**Prompt**
Replace every "screenshot" in the records below with "image", keeping everything else unchanged. Omit the pictures from your answer.

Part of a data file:
***
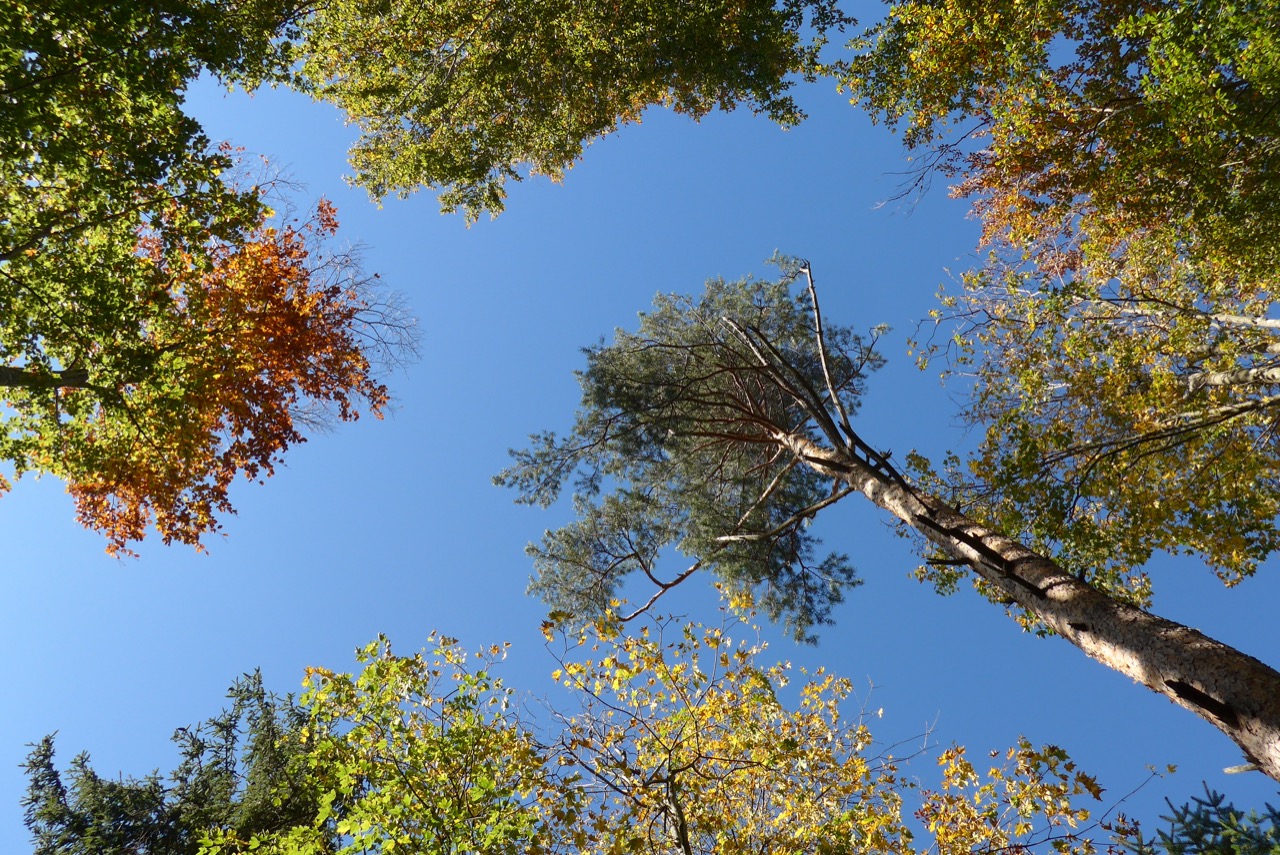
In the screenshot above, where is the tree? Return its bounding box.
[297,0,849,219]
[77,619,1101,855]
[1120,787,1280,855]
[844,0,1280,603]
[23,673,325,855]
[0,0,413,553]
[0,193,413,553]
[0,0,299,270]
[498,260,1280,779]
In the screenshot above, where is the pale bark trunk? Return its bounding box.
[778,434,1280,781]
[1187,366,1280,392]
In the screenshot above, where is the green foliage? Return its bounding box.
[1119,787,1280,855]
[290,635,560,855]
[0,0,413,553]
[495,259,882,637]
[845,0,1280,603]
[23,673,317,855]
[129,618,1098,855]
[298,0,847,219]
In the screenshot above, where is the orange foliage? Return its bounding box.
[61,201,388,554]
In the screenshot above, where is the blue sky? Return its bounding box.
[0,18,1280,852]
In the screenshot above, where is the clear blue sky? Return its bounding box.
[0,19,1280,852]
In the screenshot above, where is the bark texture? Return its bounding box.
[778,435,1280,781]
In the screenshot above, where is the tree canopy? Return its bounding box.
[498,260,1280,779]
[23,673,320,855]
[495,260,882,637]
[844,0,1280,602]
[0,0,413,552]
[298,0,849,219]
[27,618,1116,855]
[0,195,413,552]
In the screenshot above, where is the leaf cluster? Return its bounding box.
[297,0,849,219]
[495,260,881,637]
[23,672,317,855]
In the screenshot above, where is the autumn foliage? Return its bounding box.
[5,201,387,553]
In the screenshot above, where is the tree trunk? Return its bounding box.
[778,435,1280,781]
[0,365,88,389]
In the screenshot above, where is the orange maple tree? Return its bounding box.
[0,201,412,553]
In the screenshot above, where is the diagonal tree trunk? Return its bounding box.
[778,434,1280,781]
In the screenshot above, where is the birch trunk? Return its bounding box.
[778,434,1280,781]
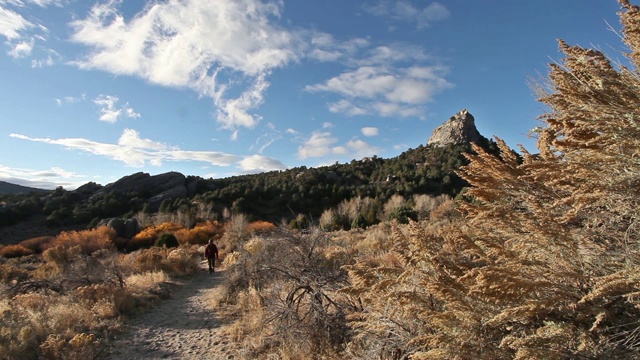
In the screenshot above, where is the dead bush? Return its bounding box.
***
**Result for this task**
In the image above, where is the tree? Return its bounding box.
[297,0,849,219]
[77,619,1101,855]
[1120,787,1280,855]
[844,0,1280,603]
[23,673,325,855]
[0,0,413,553]
[0,193,413,553]
[0,0,299,270]
[498,260,1280,779]
In the image above, where is the pale bark trunk? Return its bounding box.
[778,434,1280,781]
[1187,366,1280,392]
In the image above, where is the green foliage? Return its bounding box.
[1119,787,1280,855]
[290,635,560,855]
[0,0,413,553]
[495,259,882,637]
[845,0,1280,603]
[23,673,317,855]
[129,618,1098,855]
[298,0,847,219]
In the image above, where is the orange foliage? Return its bounding box.
[61,201,388,554]
In the image above, where is the blue sky? Return its bounding box.
[0,18,1280,852]
In the image above, where is the clear blue sky? Return its bounding box.
[0,19,1280,852]
In the image above, where is the bark texture? Return its bounding box.
[778,435,1280,781]
In the image above, where is the tree canopy? Return its bounding box.
[498,260,1280,779]
[23,673,320,855]
[495,260,882,637]
[844,0,1280,602]
[0,0,413,552]
[298,0,849,219]
[27,618,1116,855]
[0,195,413,552]
In the image above, where is the leaf cluster? Return its bounding box.
[297,0,849,219]
[495,260,881,637]
[23,672,317,855]
In the image above, where is the autumn foliage? Return its bounding box.
[5,201,387,553]
In the image above, where is the tree trunk? Return its bounding box.
[778,435,1280,781]
[0,365,88,389]
In the image above, where is the orange maple tree? Return its bounding box.
[0,201,412,553]
In the image above, where is the diagonal tree trunk? Return its bounding box.
[778,434,1280,781]
In the image above, where is the birch trunk? Return its bounding box.
[778,434,1280,781]
In the image above, where is the dead bush? Return its bounding box.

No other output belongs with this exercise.